Data lines:
## START
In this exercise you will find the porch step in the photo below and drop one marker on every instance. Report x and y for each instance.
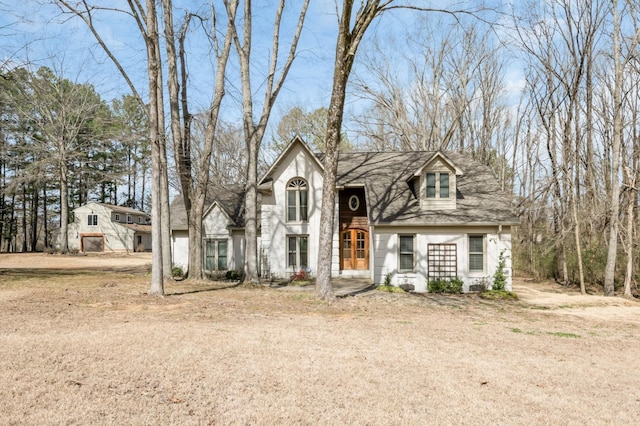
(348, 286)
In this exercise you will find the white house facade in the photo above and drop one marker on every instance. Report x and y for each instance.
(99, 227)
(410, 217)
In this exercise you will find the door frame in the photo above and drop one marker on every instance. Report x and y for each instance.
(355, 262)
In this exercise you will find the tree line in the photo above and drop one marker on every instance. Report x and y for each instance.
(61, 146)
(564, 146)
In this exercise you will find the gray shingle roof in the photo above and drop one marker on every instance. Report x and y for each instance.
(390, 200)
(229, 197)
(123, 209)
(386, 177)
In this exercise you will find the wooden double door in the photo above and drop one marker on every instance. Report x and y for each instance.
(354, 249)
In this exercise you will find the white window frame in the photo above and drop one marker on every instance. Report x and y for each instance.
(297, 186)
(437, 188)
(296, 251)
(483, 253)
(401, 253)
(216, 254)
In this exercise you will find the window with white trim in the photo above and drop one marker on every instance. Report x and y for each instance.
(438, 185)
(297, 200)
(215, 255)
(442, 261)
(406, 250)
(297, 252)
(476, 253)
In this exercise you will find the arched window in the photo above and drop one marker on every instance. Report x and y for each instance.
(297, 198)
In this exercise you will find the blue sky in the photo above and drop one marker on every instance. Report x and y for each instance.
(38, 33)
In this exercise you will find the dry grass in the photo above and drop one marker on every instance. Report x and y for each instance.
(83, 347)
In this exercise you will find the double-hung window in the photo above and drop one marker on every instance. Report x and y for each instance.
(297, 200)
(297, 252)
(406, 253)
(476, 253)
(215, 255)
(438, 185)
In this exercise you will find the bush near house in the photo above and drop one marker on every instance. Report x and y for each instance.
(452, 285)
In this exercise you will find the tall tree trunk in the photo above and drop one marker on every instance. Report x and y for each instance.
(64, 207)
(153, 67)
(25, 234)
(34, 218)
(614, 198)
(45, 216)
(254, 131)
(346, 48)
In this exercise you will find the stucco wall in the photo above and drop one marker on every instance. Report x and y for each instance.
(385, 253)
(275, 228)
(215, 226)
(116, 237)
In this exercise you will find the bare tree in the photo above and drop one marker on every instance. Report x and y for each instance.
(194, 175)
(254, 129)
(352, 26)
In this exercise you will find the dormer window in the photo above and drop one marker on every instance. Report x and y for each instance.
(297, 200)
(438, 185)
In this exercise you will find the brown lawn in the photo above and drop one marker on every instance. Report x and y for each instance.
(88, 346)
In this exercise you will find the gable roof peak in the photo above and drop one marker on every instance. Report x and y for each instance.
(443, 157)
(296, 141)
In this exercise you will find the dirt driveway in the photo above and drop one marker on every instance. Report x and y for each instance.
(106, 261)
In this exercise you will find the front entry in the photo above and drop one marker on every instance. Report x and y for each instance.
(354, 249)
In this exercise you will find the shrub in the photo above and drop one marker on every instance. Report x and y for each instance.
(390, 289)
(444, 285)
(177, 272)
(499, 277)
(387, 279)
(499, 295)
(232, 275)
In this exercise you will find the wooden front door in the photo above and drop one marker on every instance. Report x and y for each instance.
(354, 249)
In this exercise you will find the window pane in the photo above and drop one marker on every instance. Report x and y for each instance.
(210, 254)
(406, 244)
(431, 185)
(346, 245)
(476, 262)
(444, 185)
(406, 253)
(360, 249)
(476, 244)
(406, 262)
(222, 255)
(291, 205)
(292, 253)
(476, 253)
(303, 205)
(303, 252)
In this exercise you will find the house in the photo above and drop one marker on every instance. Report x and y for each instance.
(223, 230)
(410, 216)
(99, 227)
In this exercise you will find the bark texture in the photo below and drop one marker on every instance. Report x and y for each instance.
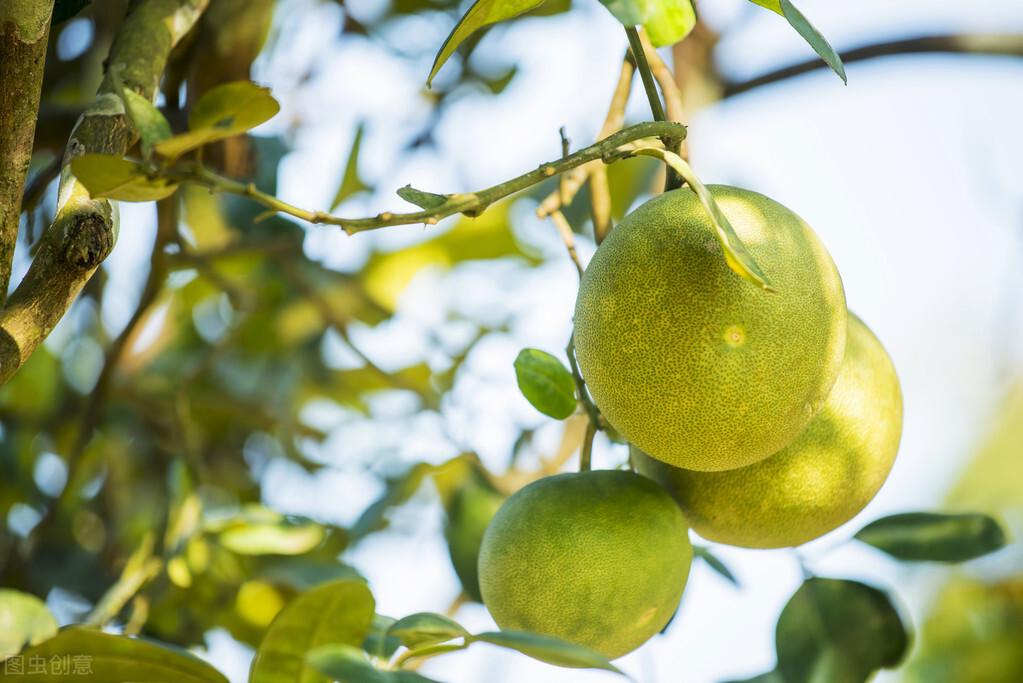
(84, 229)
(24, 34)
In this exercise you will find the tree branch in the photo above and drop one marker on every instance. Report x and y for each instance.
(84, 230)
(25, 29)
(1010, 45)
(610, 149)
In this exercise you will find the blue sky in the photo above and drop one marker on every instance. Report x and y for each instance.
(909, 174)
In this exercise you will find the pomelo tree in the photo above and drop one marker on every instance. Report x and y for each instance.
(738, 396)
## END
## START
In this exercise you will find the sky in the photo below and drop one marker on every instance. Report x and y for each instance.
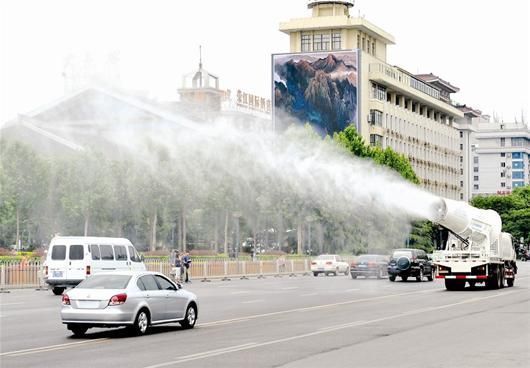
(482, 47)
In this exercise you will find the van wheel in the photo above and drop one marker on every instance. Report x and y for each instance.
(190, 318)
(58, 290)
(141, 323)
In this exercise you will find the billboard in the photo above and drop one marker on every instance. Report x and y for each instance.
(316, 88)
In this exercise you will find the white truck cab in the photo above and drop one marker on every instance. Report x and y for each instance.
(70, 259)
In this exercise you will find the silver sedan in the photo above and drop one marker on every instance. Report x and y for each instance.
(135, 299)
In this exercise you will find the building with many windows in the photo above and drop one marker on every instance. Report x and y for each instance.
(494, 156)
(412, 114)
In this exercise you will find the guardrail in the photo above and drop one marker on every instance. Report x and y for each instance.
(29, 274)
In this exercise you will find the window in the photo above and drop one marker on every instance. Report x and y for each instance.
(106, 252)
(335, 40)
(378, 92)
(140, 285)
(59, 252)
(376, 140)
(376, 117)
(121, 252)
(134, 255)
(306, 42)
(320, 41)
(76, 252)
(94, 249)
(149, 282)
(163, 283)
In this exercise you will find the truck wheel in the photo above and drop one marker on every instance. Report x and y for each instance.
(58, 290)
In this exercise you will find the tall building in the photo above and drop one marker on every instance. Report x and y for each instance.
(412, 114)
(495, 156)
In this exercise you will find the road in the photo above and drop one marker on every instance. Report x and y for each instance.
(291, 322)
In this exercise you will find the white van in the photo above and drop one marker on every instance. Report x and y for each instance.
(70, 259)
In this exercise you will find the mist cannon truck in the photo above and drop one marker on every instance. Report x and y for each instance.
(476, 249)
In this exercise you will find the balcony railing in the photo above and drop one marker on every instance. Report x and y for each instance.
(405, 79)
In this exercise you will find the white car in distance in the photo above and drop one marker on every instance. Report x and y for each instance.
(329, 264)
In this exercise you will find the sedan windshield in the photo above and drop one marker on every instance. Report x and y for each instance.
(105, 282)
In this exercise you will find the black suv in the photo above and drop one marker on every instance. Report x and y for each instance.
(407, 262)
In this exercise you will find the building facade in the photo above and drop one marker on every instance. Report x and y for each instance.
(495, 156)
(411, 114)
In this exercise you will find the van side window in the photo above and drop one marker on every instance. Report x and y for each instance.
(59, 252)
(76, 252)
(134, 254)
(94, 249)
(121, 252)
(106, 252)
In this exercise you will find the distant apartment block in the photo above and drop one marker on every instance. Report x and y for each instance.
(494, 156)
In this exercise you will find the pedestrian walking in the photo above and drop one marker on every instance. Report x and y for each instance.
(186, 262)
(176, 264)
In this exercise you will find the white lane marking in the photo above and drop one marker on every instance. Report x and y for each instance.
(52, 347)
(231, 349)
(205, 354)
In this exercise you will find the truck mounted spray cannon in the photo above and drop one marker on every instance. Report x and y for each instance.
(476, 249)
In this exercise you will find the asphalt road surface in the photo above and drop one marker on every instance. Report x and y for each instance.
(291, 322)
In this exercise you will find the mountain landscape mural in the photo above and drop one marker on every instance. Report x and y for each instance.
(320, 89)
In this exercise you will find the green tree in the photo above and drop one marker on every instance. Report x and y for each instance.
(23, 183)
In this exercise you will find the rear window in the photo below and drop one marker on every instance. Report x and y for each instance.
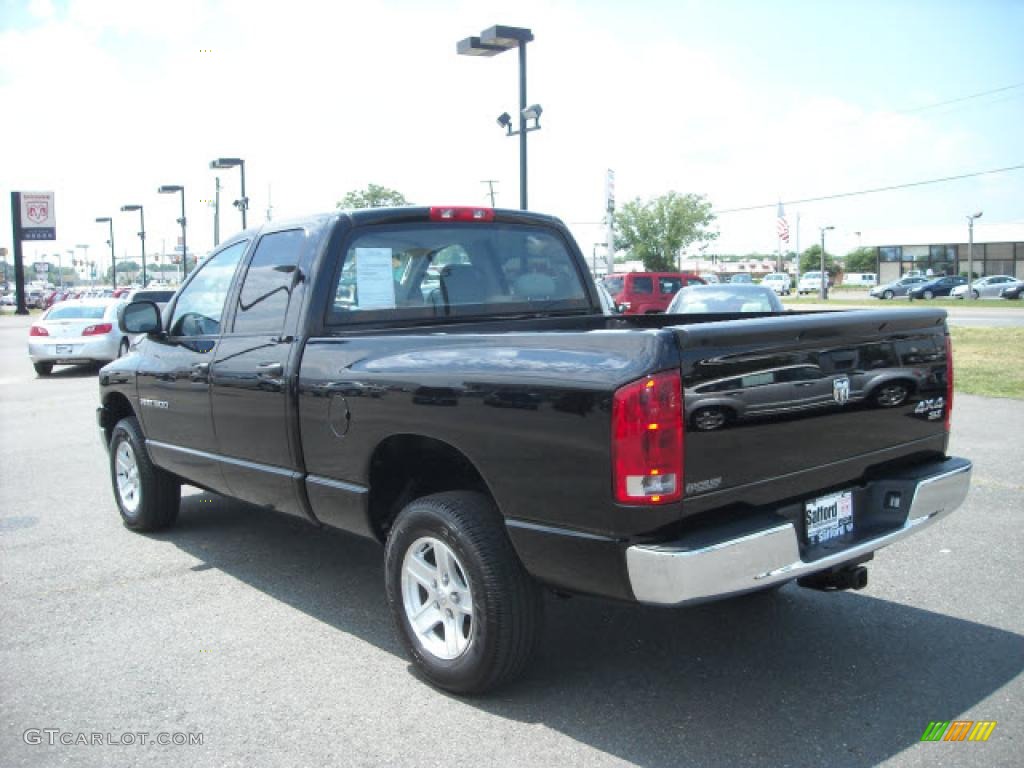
## END
Exercise details: Which lines of the data above contain the string "tall"? Copy every such line in full, and treat the match as case-sensitive.

Solution for this task:
In this exercise you will find the tall tree trunk in the photo above and drop one marker on every instance. Report x and y for each instance.
In this exercise you will find the tall building in the photo above and drop one marker on every instance. Report x and y for each instance.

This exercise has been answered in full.